Records from a data source
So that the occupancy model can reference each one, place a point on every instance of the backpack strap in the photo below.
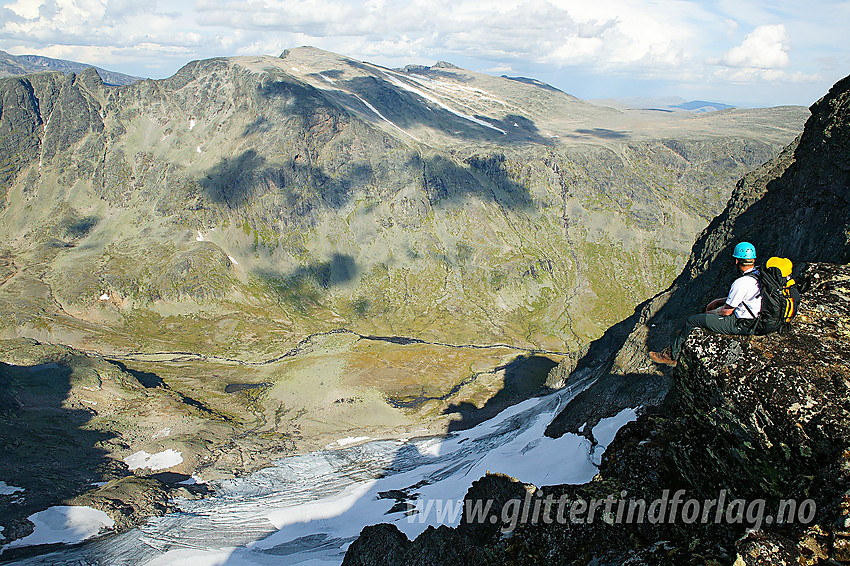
(755, 275)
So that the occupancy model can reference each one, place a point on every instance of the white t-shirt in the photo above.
(745, 290)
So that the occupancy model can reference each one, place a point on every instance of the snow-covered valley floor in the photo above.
(308, 509)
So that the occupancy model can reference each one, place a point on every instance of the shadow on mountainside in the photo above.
(299, 190)
(307, 285)
(524, 377)
(794, 206)
(298, 187)
(45, 446)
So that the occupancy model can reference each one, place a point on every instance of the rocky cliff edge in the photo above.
(753, 439)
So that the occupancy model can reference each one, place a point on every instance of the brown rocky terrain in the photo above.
(266, 255)
(755, 419)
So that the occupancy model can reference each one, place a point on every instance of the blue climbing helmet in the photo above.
(744, 250)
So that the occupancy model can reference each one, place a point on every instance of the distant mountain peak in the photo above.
(13, 65)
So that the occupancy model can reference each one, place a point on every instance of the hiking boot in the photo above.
(663, 358)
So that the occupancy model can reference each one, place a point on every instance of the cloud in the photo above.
(678, 42)
(765, 48)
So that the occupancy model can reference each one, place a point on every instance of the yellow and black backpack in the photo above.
(780, 297)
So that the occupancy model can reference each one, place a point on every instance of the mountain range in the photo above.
(279, 252)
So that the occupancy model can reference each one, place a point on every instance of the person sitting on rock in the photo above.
(733, 315)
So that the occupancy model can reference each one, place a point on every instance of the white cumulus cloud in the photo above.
(765, 48)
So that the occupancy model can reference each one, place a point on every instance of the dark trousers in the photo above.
(714, 322)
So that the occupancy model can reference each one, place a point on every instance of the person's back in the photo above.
(734, 314)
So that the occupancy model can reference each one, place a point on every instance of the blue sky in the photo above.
(746, 53)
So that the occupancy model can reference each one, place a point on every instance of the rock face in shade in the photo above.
(749, 418)
(794, 206)
(433, 202)
(757, 419)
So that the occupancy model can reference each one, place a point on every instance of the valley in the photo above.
(261, 257)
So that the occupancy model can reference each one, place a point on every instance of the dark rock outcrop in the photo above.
(756, 429)
(754, 433)
(795, 205)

§ Task description
Without including the pictures, return each record above exactly as it stands.

§ Problem solution
So that the occupancy model can reference each one, place a point on every instance of the backpack strap in the photo below.
(755, 275)
So that the occupancy model can reference each one, place a point on every instance of the white t-shirt in the photo above.
(745, 290)
So that the occupancy model can reference each one, place a point on every instance of the snow-covered valley floor in the photo above.
(308, 509)
So that the occupancy model can reference each one, place a point on every instance of the shadow on mountainside in the photo above.
(299, 190)
(307, 285)
(524, 377)
(794, 206)
(298, 187)
(45, 446)
So that the occupancy model can reference each one, place a point on every instance of the rocky cliff edge in the photo above.
(753, 439)
So that the occupancy model can reference each one, place a point on every instance of the brown rocky terrain in the photo above.
(266, 255)
(755, 419)
So that the occupancy model can reference each one, place a point on every instance of the blue climbing helmet in the photo above.
(744, 250)
So that the occupancy model can reference each one, place a point on every instance of the distant mountain peak in the photo above.
(13, 65)
So that the occupancy model can reference each one, place a point on every instance of the hiking boot in the photo above.
(663, 358)
So that the occupancy model can reference each one, place a point on every instance of the cloud in the photo above.
(678, 42)
(765, 48)
So that the occupancy model can reference each one, place a point on every instance of the yellow and black backpack in the photo above.
(780, 297)
So that the occupancy model can reference each one, place a point on every instance of the mountain range in the photo above.
(279, 252)
So that the occupancy model can reference each one, place a point on every instance of the person sitting on rock in the photo above.
(733, 315)
So that the occupancy model can reference each one, place a point on every instance of the white cumulus cloud in the photo above.
(765, 48)
So that the occupancy model can reference each one, place a point on every instance of the dark trousers in the photo above.
(714, 322)
So that the occupancy model can reference each one, place a point on every instance of the person's back in the photo above.
(734, 314)
So that the occupancy model can reference each one, place a point on every instance of the blue sky in the photo above.
(746, 53)
So that the occupancy model can reference each one, place a point on every instance of the rock face in shade in the photo above.
(749, 418)
(794, 206)
(433, 202)
(757, 419)
So that the occupancy model can reference each one, place a point on every instance of the valley in the photo above.
(261, 257)
So that the occupancy model can reference each one, place a point on every instance of the dark rock outcrop in the photo above.
(756, 429)
(754, 433)
(795, 205)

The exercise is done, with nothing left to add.